### WHAT YOU ARE ASKED TO DO
Repeat the material in full. Keep every line exactly as it is.

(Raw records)
********************

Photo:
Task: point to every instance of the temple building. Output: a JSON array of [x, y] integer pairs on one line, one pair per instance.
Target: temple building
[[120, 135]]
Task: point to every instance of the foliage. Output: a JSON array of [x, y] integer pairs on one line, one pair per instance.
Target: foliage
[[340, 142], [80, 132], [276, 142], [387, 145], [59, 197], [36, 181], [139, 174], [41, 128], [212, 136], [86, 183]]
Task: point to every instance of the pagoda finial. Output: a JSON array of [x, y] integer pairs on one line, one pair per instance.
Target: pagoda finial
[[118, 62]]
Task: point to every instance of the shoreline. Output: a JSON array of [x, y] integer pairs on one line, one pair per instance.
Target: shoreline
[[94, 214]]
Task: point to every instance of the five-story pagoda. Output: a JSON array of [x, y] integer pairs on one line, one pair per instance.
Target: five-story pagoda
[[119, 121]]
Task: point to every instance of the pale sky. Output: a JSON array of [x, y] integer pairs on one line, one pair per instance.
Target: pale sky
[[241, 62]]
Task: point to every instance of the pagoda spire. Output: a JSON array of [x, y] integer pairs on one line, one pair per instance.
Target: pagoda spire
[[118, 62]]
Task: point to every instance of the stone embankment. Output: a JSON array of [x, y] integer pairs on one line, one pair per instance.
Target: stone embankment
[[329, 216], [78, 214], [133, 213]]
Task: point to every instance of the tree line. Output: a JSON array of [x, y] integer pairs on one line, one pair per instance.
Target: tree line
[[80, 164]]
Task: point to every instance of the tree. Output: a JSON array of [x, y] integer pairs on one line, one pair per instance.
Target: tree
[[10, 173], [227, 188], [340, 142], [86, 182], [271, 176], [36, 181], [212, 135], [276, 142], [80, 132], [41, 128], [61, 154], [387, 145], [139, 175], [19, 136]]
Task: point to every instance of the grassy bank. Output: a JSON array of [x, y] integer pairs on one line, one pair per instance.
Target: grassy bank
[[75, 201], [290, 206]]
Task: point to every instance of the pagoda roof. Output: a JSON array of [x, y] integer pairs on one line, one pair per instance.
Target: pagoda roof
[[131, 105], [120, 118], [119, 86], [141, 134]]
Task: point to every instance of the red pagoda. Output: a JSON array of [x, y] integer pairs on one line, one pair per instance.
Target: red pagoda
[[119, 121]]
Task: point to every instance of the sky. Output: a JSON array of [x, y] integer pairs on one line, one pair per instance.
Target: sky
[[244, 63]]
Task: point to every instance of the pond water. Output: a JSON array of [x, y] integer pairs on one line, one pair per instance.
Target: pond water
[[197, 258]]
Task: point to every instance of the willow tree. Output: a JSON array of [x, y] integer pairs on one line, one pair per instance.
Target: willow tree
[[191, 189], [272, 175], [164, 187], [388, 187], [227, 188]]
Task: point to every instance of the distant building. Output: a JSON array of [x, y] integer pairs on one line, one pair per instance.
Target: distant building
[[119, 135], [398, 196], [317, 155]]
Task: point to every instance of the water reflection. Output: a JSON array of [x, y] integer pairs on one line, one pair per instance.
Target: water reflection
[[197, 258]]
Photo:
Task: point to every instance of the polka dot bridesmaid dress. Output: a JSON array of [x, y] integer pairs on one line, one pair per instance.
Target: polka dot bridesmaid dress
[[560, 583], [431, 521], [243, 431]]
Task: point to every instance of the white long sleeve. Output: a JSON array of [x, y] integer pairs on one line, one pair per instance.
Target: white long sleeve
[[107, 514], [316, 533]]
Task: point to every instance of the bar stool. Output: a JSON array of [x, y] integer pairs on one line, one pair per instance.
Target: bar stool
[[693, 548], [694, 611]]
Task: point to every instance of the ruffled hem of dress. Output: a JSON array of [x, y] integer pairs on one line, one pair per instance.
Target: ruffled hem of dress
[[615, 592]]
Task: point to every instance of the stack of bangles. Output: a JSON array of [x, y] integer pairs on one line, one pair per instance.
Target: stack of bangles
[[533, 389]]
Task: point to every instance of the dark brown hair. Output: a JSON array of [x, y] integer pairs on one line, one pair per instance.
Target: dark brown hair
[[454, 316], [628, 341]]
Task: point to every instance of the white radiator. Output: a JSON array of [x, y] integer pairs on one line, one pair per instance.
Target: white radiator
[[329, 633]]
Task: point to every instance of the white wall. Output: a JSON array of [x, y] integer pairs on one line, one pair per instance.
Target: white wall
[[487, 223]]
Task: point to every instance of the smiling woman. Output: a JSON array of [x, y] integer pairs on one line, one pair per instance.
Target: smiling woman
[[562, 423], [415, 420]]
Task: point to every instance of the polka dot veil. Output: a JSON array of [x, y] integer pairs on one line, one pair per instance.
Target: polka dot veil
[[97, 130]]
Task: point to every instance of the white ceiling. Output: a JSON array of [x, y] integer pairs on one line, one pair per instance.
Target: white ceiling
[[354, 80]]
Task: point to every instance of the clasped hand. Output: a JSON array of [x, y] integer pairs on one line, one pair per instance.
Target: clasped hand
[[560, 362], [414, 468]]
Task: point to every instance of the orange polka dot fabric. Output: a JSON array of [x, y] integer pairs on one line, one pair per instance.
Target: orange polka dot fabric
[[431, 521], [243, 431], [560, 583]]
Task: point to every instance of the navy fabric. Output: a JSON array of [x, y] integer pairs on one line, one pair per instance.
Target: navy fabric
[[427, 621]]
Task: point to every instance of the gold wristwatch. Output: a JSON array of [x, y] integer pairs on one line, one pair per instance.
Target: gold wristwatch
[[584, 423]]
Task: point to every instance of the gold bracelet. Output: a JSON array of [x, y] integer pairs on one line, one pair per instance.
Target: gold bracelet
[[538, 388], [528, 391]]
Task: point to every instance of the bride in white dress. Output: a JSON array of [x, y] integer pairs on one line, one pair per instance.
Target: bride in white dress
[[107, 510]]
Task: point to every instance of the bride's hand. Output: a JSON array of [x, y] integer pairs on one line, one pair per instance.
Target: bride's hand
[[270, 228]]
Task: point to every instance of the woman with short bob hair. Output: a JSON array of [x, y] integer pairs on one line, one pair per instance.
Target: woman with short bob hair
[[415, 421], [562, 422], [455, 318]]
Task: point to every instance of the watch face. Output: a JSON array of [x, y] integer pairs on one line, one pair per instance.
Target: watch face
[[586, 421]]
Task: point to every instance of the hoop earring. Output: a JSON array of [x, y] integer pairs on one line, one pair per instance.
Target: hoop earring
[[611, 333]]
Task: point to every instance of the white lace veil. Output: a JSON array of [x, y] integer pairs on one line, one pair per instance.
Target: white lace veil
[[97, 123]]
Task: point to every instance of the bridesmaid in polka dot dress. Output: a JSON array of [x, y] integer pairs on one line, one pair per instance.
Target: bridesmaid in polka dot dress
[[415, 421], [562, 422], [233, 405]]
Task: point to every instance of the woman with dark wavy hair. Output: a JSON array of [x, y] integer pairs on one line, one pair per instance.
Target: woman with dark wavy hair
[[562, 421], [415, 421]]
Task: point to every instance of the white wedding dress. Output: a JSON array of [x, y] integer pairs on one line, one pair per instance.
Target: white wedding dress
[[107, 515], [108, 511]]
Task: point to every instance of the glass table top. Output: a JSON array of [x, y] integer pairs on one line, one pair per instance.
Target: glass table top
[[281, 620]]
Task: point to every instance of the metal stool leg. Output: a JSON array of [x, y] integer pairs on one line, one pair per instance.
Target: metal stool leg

********************

### TASK SOLUTION
Photo:
Task: point to every instance of the temple building. Output: a JSON array of [x, y] integer pairs on one line, one pair per instance.
Target: temple building
[[120, 135]]
Task: point to every instance of the foliage. Output: a JSON array of [x, y] integer pairs on one line, one pair per instance.
Target: foliage
[[340, 142], [80, 132], [276, 142], [387, 145], [59, 197], [36, 181], [139, 174], [41, 128], [212, 136], [86, 183]]
Task: point to every instance of the pagoda finial. Output: a JSON array of [x, y] integer pairs on one line, one pair per instance.
Target: pagoda finial
[[118, 62]]
Task: point to every instance of the shoreline. Output: a JSON array of [x, y] integer pairs on one line, one pair per instance.
Target: shoreline
[[94, 214]]
Task: point to every instance of the five-story pagoda. Output: a JSON array of [x, y] integer pairs on one line, one pair per instance.
Target: five-story pagoda
[[119, 121]]
Task: point to every instance of the pale sky. Output: a JSON array of [x, y] integer pairs on one line, one pair per instance.
Target: pale sky
[[241, 62]]
Task: point to every instance of the pagoda spire. Output: a JSON array of [x, y] integer pairs on one line, one pair per instance.
Target: pagoda spire
[[118, 62]]
Task: point to every instance of the stone embankment. Output: a JSON array of [x, y] integer pairs on one line, one pair per instance.
Target: stone embankment
[[329, 216], [78, 214], [133, 213]]
Task: point to every instance of the tree line. Output: a JSON array of [x, y] integer pairs on one line, one pair per instance.
Target: tree line
[[80, 164]]
Task: point to every instance of the tree. Output: a JSON array of [x, y] integer pairs on one line, one pair per instance.
Target: tree
[[10, 173], [227, 188], [340, 142], [86, 182], [271, 176], [36, 181], [212, 135], [276, 142], [80, 132], [41, 128], [61, 154], [387, 145], [139, 175], [19, 136]]
Task: point to every instance of the grassy bank. Output: a JSON array of [x, y] integer pairs on one line, one pair per instance.
Target: grassy bank
[[75, 201], [290, 206]]
Task: point to every instance of the pagoda roof. Output: a JSON array of [x, y] integer pairs on one line, one pair per instance.
Target: pagoda roof
[[131, 105], [120, 118], [119, 86], [141, 134]]
Task: point to every instance of the red pagoda. Output: a JSON array of [x, y] integer pairs on one line, one pair per instance.
Target: red pagoda
[[119, 121]]
Task: point to every instance of the sky. Output: a JSON array of [x, y] integer pairs on one line, one pair per instance.
Target: sky
[[244, 63]]
Task: point to every instance of the pond water. Output: a JSON array of [x, y] integer pairs on one line, one pair per instance.
Target: pond water
[[197, 258]]
Task: point to every instance of the willow tree. Output: a JSON array of [x, y] integer pairs on one line, one pair per instance.
Target: willow tree
[[191, 189], [272, 175], [164, 187], [388, 187], [227, 188]]
Task: point to every instance of the distant building. Output: a JSON array of [x, y] integer pairs on one line, one pair per instance.
Target: distant building
[[119, 135], [398, 196], [317, 155]]
Task: point to every instance of the water reflection. Output: a JSON array of [x, y] integer pairs on one line, one pair per instance.
Target: water reflection
[[197, 258]]
Photo:
Task: point to every instance of the polka dot bridesmaid dress. Output: a JSON array of [x, y] integer pairs on one line, one pair per instance.
Target: polka dot bridesmaid dress
[[560, 583], [431, 521], [243, 431]]
Task: point to every instance of the white long sleeve. Output: a JSON array of [x, y] integer pairs on one line, one pair per instance.
Target: white long sleeve
[[107, 514], [316, 533]]
Task: point to every instance of the bar stool. Output: a JSON array of [x, y] integer pairs on one line, one pair per instance.
Target: bar stool
[[693, 548], [694, 611]]
Task: point to every instance of the ruffled hem of dress. Output: a JSON array of [x, y] integer pairs on one line, one pair per instance.
Target: ruffled hem of dress
[[615, 592]]
Task: point to every instance of the stack of bangles. Output: a JSON array of [x, y] integer pairs on one line, one pair per instance.
Target: stack of bangles
[[533, 389]]
Task: point to every instance of the dark brown hair. Output: a JSON array of [x, y] integer pairs on one line, one pair per instance.
Target: dark brown hair
[[454, 316], [628, 341]]
Task: point to every instance of the white radiator. Output: a JSON array of [x, y] integer pairs on one line, one pair per instance.
Target: white radiator
[[329, 633]]
Task: point to every instance of the white wall. Output: a JSON array of [x, y] integer pairs on one line, one pair per instance.
Target: white wall
[[487, 223]]
Task: point to every instance of the smiling woman. Output: a JSON array of [x, y] integer pairs on one line, one pair per instance.
Target: smiling woman
[[562, 423], [415, 420]]
Task: point to every instance of the polka dot veil. Output: a JSON array of [x, y] integer pairs on one line, one pair per instance.
Target: polka dot veil
[[97, 130]]
Task: point to every instance of the white ceiling. Output: a JSON array of [x, y] integer pairs on one line, one pair per instance.
Target: white ceiling
[[354, 80]]
Task: point to every instance of the clasped hand. Output: a JSON array of [x, y] integer pairs on one line, one pair per instance.
Target: clasped hand
[[560, 362], [414, 468]]
Task: point to every instance of the orange polka dot fabric. Output: a JSON array of [x, y] integer pairs on one line, one pair per instance.
Target: orange polka dot fabric
[[431, 521], [243, 431], [560, 583]]
Task: point to every instance of the navy fabric. Output: a JSON array of [x, y] integer pairs on one line, one pair per instance.
Target: navy fabric
[[427, 621]]
Task: point to every instance of the gold wristwatch. Output: a JSON array of [x, y] integer pairs on one line, one pair per instance.
Target: gold wristwatch
[[584, 423]]
Task: point to every instance of the gold bracelet. Output: a JSON array of [x, y] integer pairs on one line, one pair per instance.
Target: gold bracelet
[[538, 388], [528, 391]]
Task: point to every instance of the bride in white dress. Output: a JSON array of [x, y] integer pairs on one line, one pair per instance.
Target: bride in white dress
[[107, 510]]
Task: point to every instance of the bride's hand. Output: a JSON array of [x, y] integer pairs on one line, one pair per instance.
Target: bride's hand
[[270, 228]]
Task: point to every instance of the woman with short bob hair. Output: a JSON array of [x, y] integer pairs on one line, one pair per instance.
Target: woman with short bob hair
[[415, 421], [562, 422], [455, 318]]
Task: point to every instance of the watch face. Output: a JSON array of [x, y] integer pairs on one line, one pair per instance.
Target: watch face
[[586, 421]]
Task: point to every instance of the hoop earring. Output: a JSON array of [x, y] integer pairs on one line, one pair per instance.
Target: hoop earring
[[611, 333]]
Task: point to every instance of the white lace veil. Output: a JSON array of [x, y] integer pairs on one line, one pair per instance.
Target: white lace veil
[[97, 123]]
Task: point to every instance of the bridesmaid in polka dot dress. Output: a JSON array of [x, y] integer pairs on one line, one pair per instance.
Target: bridesmaid in polka dot dress
[[415, 421], [562, 422], [233, 405]]
Task: point to every instance of the woman with dark wavy hair. Output: a JSON array of [x, y] integer pairs on one line, one pair per instance.
Target: woman with dark wavy hair
[[562, 421], [415, 421]]
Task: point to every instance of the white wedding dress. Output: a JSON array of [x, y] integer pairs on one line, one pair per instance.
Target: white wedding dress
[[107, 515], [108, 511]]
Task: point to every instance of the glass table top. Output: a JSON array of [x, y] integer pairs on one line, one pair per instance.
Target: glass table top
[[281, 620]]
Task: point to every instance of the metal stool leg. Output: a JSON array of [x, y] integer pairs on one line, one pair per instance.
Target: metal stool leg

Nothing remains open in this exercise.